◆ Recorded data:
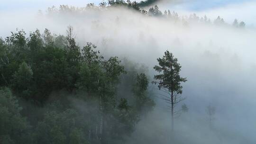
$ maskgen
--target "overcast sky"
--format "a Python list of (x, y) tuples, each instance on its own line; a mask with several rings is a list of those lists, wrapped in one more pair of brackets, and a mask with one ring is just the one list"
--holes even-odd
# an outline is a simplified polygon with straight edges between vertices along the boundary
[[(168, 2), (158, 4), (161, 10), (174, 10), (181, 15), (189, 15), (195, 13), (199, 16), (207, 15), (211, 20), (218, 16), (225, 22), (232, 23), (235, 18), (244, 21), (247, 26), (256, 25), (256, 0), (175, 0), (182, 2)], [(107, 0), (105, 0), (107, 1)], [(132, 0), (131, 1), (133, 1)], [(140, 1), (140, 0), (137, 0)], [(60, 5), (68, 5), (78, 7), (85, 6), (88, 3), (98, 4), (101, 0), (0, 0), (0, 17), (7, 14), (36, 13), (38, 10), (45, 11), (48, 7)], [(146, 9), (147, 10), (147, 9)]]
[[(189, 9), (201, 10), (226, 5), (239, 3), (253, 0), (183, 0), (182, 6)], [(140, 1), (137, 0), (137, 1)], [(255, 0), (253, 0), (255, 1)], [(98, 4), (99, 0), (0, 0), (1, 11), (16, 9), (45, 9), (47, 7), (60, 4), (72, 5), (81, 7), (88, 3)]]

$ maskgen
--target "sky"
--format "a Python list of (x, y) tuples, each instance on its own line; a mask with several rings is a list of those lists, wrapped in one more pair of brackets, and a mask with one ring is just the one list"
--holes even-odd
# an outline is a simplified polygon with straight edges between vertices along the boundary
[[(182, 6), (190, 10), (202, 10), (213, 8), (251, 1), (253, 0), (183, 0), (179, 6)], [(140, 0), (137, 0), (140, 1)], [(28, 9), (43, 10), (46, 8), (53, 5), (60, 4), (72, 5), (81, 7), (88, 3), (98, 4), (101, 0), (0, 0), (0, 11), (12, 11), (13, 9), (27, 10)]]
[[(256, 31), (247, 27), (256, 24), (256, 1), (184, 0), (174, 5), (170, 2), (160, 4), (160, 9), (175, 10), (179, 14), (183, 11), (188, 14), (195, 12), (200, 16), (207, 15), (212, 20), (219, 15), (229, 22), (236, 18), (246, 22), (246, 28), (241, 30), (196, 24), (183, 27), (164, 19), (142, 17), (123, 9), (106, 13), (89, 13), (83, 17), (68, 16), (68, 18), (37, 19), (29, 14), (38, 9), (44, 11), (53, 5), (68, 4), (81, 7), (88, 3), (97, 3), (99, 1), (0, 0), (0, 18), (4, 22), (0, 24), (0, 36), (9, 35), (9, 32), (15, 31), (17, 27), (24, 28), (26, 32), (37, 28), (42, 31), (47, 28), (53, 33), (64, 34), (67, 26), (71, 24), (74, 27), (79, 45), (91, 42), (98, 46), (102, 54), (112, 55), (114, 53), (120, 57), (128, 57), (135, 62), (146, 63), (151, 71), (156, 64), (156, 58), (168, 49), (178, 58), (183, 66), (182, 74), (188, 78), (188, 81), (183, 85), (183, 95), (187, 98), (184, 102), (189, 108), (191, 115), (195, 117), (189, 117), (189, 120), (201, 122), (194, 116), (204, 118), (205, 106), (212, 102), (217, 107), (216, 123), (220, 128), (235, 132), (239, 136), (242, 133), (248, 139), (256, 142), (254, 136), (256, 133), (256, 112), (254, 110), (256, 107), (256, 82), (254, 78), (256, 77)], [(118, 16), (120, 18), (117, 21)], [(160, 117), (164, 122), (165, 120), (169, 122), (169, 119)], [(148, 123), (149, 126), (153, 124), (157, 128), (161, 128), (157, 124), (162, 123)], [(205, 132), (197, 130), (198, 127), (190, 127), (191, 129), (188, 127), (184, 131), (193, 130), (190, 134), (193, 138), (200, 137)], [(152, 128), (147, 131), (155, 132), (152, 129), (155, 129)], [(152, 137), (155, 135), (149, 135)], [(233, 133), (230, 133), (230, 135)], [(216, 139), (210, 144), (221, 144)]]

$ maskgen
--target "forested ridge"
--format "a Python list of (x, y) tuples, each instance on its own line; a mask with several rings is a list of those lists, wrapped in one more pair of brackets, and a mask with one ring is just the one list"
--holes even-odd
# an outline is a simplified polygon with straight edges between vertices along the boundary
[[(194, 22), (236, 28), (246, 25), (236, 19), (228, 24), (219, 16), (212, 21), (195, 14), (180, 16), (170, 10), (162, 12), (156, 5), (143, 9), (155, 1), (110, 0), (84, 8), (61, 5), (49, 8), (46, 15), (79, 15), (118, 7), (185, 27)], [(90, 42), (80, 45), (74, 28), (67, 26), (64, 35), (47, 28), (17, 28), (0, 38), (0, 144), (122, 144), (154, 109), (159, 97), (150, 88), (155, 85), (167, 93), (160, 99), (170, 104), (173, 130), (174, 115), (188, 108), (183, 104), (179, 111), (174, 109), (184, 99), (181, 82), (187, 79), (180, 75), (182, 66), (171, 52), (152, 58), (159, 65), (148, 68), (116, 56), (114, 52), (104, 55)], [(158, 74), (151, 77), (149, 69)], [(208, 108), (212, 117), (215, 109)]]
[[(69, 26), (66, 36), (46, 29), (1, 39), (3, 144), (112, 144), (155, 105), (139, 68), (105, 59), (91, 43), (80, 47), (72, 36)], [(122, 87), (129, 97), (117, 94)]]

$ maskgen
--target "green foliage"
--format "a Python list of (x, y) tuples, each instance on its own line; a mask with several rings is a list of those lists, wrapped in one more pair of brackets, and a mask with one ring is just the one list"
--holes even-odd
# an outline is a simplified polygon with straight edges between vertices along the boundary
[(73, 28), (68, 27), (66, 36), (46, 29), (27, 38), (21, 30), (5, 41), (0, 39), (0, 86), (11, 88), (24, 108), (10, 90), (1, 90), (2, 143), (118, 143), (134, 131), (141, 109), (152, 107), (145, 74), (137, 80), (137, 70), (133, 70), (126, 84), (134, 88), (127, 94), (136, 97), (130, 97), (134, 100), (128, 105), (118, 93), (126, 74), (121, 61), (117, 56), (104, 59), (91, 43), (81, 50)]
[(22, 117), (17, 99), (6, 88), (0, 90), (0, 142), (1, 144), (24, 144), (31, 142), (29, 126)]
[(87, 144), (84, 133), (78, 125), (78, 114), (74, 110), (63, 112), (53, 111), (45, 115), (35, 132), (37, 144)]
[(27, 99), (31, 95), (33, 72), (30, 66), (23, 62), (13, 74), (12, 88), (21, 97)]
[(159, 81), (153, 83), (158, 83), (159, 89), (166, 88), (169, 91), (182, 94), (181, 82), (185, 82), (187, 80), (180, 75), (181, 66), (178, 63), (178, 59), (174, 57), (172, 53), (166, 51), (163, 58), (158, 58), (157, 61), (159, 65), (155, 65), (154, 69), (160, 74), (155, 75), (154, 79)]
[(138, 5), (141, 7), (147, 7), (154, 4), (158, 0), (146, 0), (145, 1), (141, 0), (138, 3)]

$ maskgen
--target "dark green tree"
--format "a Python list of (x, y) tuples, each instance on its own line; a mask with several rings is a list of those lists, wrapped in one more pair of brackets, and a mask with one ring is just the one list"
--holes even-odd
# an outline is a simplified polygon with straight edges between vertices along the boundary
[(25, 62), (22, 63), (13, 75), (12, 88), (21, 97), (28, 99), (32, 93), (33, 71)]
[(183, 99), (181, 98), (183, 88), (181, 82), (185, 82), (187, 80), (186, 78), (180, 75), (181, 66), (172, 53), (168, 51), (165, 52), (163, 58), (158, 58), (157, 61), (159, 65), (155, 65), (154, 69), (159, 74), (155, 75), (154, 78), (158, 81), (152, 82), (158, 84), (159, 90), (167, 94), (167, 96), (163, 95), (162, 99), (171, 104), (171, 106), (168, 107), (171, 110), (172, 128), (173, 130), (174, 105)]

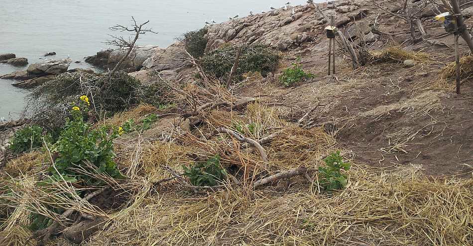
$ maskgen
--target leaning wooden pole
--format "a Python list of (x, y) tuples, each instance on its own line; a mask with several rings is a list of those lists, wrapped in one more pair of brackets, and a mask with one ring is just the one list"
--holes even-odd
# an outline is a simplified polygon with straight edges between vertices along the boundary
[(458, 51), (458, 39), (460, 36), (458, 34), (455, 35), (455, 63), (456, 63), (457, 69), (456, 70), (456, 81), (457, 82), (457, 94), (461, 94), (460, 83), (460, 56)]
[(460, 33), (463, 39), (465, 39), (467, 44), (470, 48), (470, 50), (473, 52), (473, 40), (472, 39), (472, 35), (470, 35), (468, 30), (467, 29), (467, 26), (465, 24), (465, 19), (463, 18), (463, 15), (462, 13), (462, 10), (460, 10), (460, 7), (458, 5), (457, 0), (450, 0), (450, 4), (452, 4), (452, 10), (455, 14), (457, 17), (457, 24), (458, 26), (458, 32)]

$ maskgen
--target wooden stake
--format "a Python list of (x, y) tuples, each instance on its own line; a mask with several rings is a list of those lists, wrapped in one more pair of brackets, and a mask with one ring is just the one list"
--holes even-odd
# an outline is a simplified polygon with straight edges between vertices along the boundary
[(330, 75), (330, 62), (332, 61), (332, 39), (329, 39), (329, 75)]
[(332, 63), (334, 64), (334, 65), (333, 65), (333, 67), (334, 67), (334, 68), (333, 68), (333, 69), (334, 69), (334, 71), (333, 71), (333, 73), (332, 73), (334, 74), (334, 75), (335, 75), (335, 44), (337, 43), (337, 42), (335, 42), (335, 39), (332, 39), (332, 42), (334, 42), (334, 44), (333, 44), (333, 46), (334, 46), (334, 56), (334, 56), (334, 61), (333, 61), (333, 62)]
[[(334, 25), (335, 24), (335, 16), (332, 15), (330, 16), (330, 25), (331, 26), (334, 26)], [(330, 39), (330, 40), (333, 43), (334, 46), (334, 75), (335, 75), (335, 40), (333, 38)], [(330, 73), (329, 73), (330, 74)], [(330, 74), (329, 75), (330, 75)]]
[(457, 64), (456, 81), (457, 81), (457, 94), (461, 94), (460, 92), (460, 57), (458, 52), (458, 38), (459, 35), (455, 35), (455, 63)]

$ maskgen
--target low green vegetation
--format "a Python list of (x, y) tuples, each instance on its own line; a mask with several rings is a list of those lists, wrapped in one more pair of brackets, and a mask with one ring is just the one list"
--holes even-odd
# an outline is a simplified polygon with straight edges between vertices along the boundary
[(340, 152), (332, 153), (324, 160), (326, 166), (319, 167), (319, 183), (327, 191), (340, 190), (347, 185), (347, 175), (342, 169), (348, 170), (352, 165), (343, 161)]
[(18, 130), (10, 142), (10, 150), (18, 154), (40, 147), (43, 145), (43, 128), (39, 126), (27, 126)]
[(296, 62), (292, 64), (292, 67), (285, 69), (282, 71), (282, 74), (279, 76), (279, 81), (286, 86), (290, 86), (304, 80), (314, 77), (312, 74), (307, 73), (302, 70), (299, 64), (301, 58), (297, 58)]
[(151, 125), (157, 121), (158, 119), (158, 116), (156, 114), (150, 114), (141, 121), (141, 124), (136, 124), (134, 120), (130, 119), (125, 121), (120, 129), (126, 133), (135, 131), (145, 131), (149, 129)]
[(192, 31), (184, 34), (182, 41), (186, 50), (194, 58), (199, 58), (204, 55), (205, 47), (209, 39), (205, 37), (207, 29), (203, 28), (197, 31)]
[(196, 186), (214, 186), (227, 179), (227, 172), (220, 164), (220, 157), (217, 155), (207, 162), (195, 164), (190, 168), (184, 166), (183, 174), (188, 177), (191, 183)]
[[(240, 47), (224, 46), (206, 54), (200, 59), (204, 71), (217, 79), (227, 79)], [(241, 81), (243, 75), (248, 72), (259, 72), (266, 77), (277, 67), (279, 56), (269, 48), (252, 45), (244, 45), (241, 48), (238, 69), (234, 77), (236, 80)]]

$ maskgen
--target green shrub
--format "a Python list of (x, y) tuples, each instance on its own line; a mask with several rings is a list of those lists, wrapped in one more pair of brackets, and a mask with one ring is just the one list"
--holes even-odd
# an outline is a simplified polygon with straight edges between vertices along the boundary
[(82, 72), (65, 73), (54, 80), (37, 87), (29, 95), (28, 112), (35, 121), (45, 129), (64, 126), (64, 116), (70, 116), (71, 104), (88, 95), (91, 108), (100, 114), (113, 114), (139, 104), (143, 85), (139, 80), (123, 71), (97, 75)]
[(184, 166), (183, 175), (196, 186), (214, 186), (227, 179), (227, 172), (220, 164), (220, 157), (217, 155), (205, 162), (196, 164), (191, 168)]
[(204, 27), (184, 34), (182, 41), (186, 47), (186, 50), (194, 58), (199, 58), (204, 55), (205, 47), (209, 42), (209, 39), (205, 37), (207, 34), (207, 29)]
[(14, 154), (21, 154), (43, 145), (43, 128), (33, 125), (18, 130), (10, 142), (9, 148)]
[[(206, 54), (200, 59), (202, 69), (206, 73), (213, 75), (217, 78), (227, 79), (240, 47), (222, 47)], [(266, 77), (277, 67), (279, 59), (279, 55), (269, 48), (261, 45), (244, 45), (238, 59), (238, 69), (234, 78), (236, 81), (241, 81), (243, 74), (250, 72), (258, 72), (262, 76)]]
[(282, 74), (279, 77), (279, 81), (286, 86), (291, 86), (303, 80), (314, 77), (312, 74), (306, 73), (302, 70), (301, 65), (299, 64), (300, 61), (300, 57), (297, 58), (296, 62), (292, 64), (292, 67), (285, 69), (282, 72)]
[(112, 131), (104, 126), (93, 129), (84, 121), (82, 112), (72, 111), (72, 119), (67, 119), (64, 130), (53, 149), (58, 157), (49, 167), (51, 174), (46, 183), (61, 180), (61, 176), (72, 183), (81, 181), (86, 185), (100, 182), (92, 177), (77, 172), (78, 167), (88, 169), (85, 163), (89, 162), (96, 168), (89, 171), (96, 173), (107, 173), (115, 178), (121, 178), (114, 161), (113, 140), (118, 136), (118, 130)]
[(342, 174), (341, 170), (350, 169), (351, 165), (344, 162), (340, 152), (331, 154), (324, 160), (326, 167), (319, 167), (319, 182), (325, 190), (331, 191), (345, 188), (347, 185), (347, 175)]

◆ Work to do:
Starting at the beginning of the items and ending at the line containing "(81, 7), (88, 3)]]", write those lines out again, requests included, with every x and y coordinate in the outline answers shifted up by 128. Leave the pictures out.

◆ The reply:
$ maskgen
--target "overcast sky"
--format "a Python list of (x, y) tuples, each instance on its own line; a mask with several rings is a list of those lists, wrapped in one more pair of brackets, and a mask with one ring is just the one list"
--holes even-odd
# an outline is a simplified polygon with straight edges between vertices along the boundary
[[(296, 130), (286, 132), (289, 138), (302, 138), (309, 143), (317, 143), (323, 141), (327, 144), (335, 143), (339, 148), (346, 144), (353, 150), (360, 151), (363, 146), (372, 149), (375, 154), (384, 153), (384, 128), (303, 128), (310, 130)], [(235, 128), (233, 128), (235, 129)], [(260, 128), (259, 129), (261, 129)], [(268, 129), (268, 128), (265, 128)], [(188, 133), (196, 133), (206, 135), (213, 134), (216, 131), (226, 132), (229, 128), (128, 128), (128, 145), (135, 142), (164, 141), (166, 138), (173, 139), (176, 135)], [(274, 137), (275, 138), (275, 137)]]
[[(317, 137), (329, 138), (354, 133), (367, 131), (381, 128), (311, 128), (310, 134)], [(268, 129), (265, 128), (265, 129)], [(383, 128), (381, 128), (383, 129)], [(226, 132), (227, 128), (128, 128), (129, 139), (144, 137), (173, 137), (175, 135), (188, 132), (200, 133), (209, 135), (216, 131)]]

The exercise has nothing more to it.